Taakomschrijving: Geef alsjeblieft letterlijk het stuk uit het tekstfragment hieronder weer tussen "Intercultureel bewustzijn, interculturele" en "te kunnen begrijpen.", beide inbegrepen.

Tekstfragment:
^^^^

Het boek is verdeeld in zes hoofdstukken. Ieder hoofdstuk begint met een korte samenvatting. Het eerste hoofdstuk gaat over de cultuur die iemands identiteit voor een deel bepaalt. De manier waarop iemand zich gedraagt komt voort uit die cultuur. Je gezond of ziek voelen hangt ook daarmee samen. Wil een professional adequate zorg en hulp aan iemand met een andere etnische of culturele achtergrond verlenen, dan zal hij of zij over interculturele competenties moeten beschikken die onderdeel zijn van het professioneel handelen van een zorg- en welzijnsprofessional.

Het boek werkt met het COHEHRE model (voortgekomen uit een Europees samenwerkingsproject Consortium of Higher Education Institutes in Health and Rehabilitation in Europe). De in dit model genoemde interculturele competenties zijn:

Intercultureel bewustzijn, interculturele kennis en interculturele vaardigheden. Dat wil zeggen dat de hulpverlener intercultureel sensitief moet zijn: culturen moet kunnen onderscheiden en de verschillen moet kunnen ervaren, hij moet een open, nieuwsgierige houding hebben en respect kunnen tonen voor andere culturen. In dit hoofdstuk wordt verder aandacht besteed aan de migratiegeschiedenis van ouderen uit het voormalig Nederlands Indië en gastarbeiders uit Suriname en Mediterrane landen, die nu in aantal toenemen. Dit om de culturele identiteit en achtergrond beter te kunnen begrijpen.

^^^^

Vastgelegde gegevens:
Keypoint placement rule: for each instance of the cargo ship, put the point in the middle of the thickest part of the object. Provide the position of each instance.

^^^^

Uitgewerkte opdracht:
Intercultureel bewustzijn, interculturele kennis en interculturele vaardigheden. Dat wil zeggen dat de hulpverlener intercultureel sensitief moet zijn: culturen moet kunnen onderscheiden en de verschillen moet kunnen ervaren, hij moet een open, nieuwsgierige houding hebben en respect kunnen tonen voor andere culturen. In dit hoofdstuk wordt verder aandacht besteed aan de migratiegeschiedenis van ouderen uit het voormalig Nederlands Indië en gastarbeiders uit Suriname en Mediterrane landen, die nu in aantal toenemen. Dit om de culturele identiteit en achtergrond beter te kunnen begrijpen.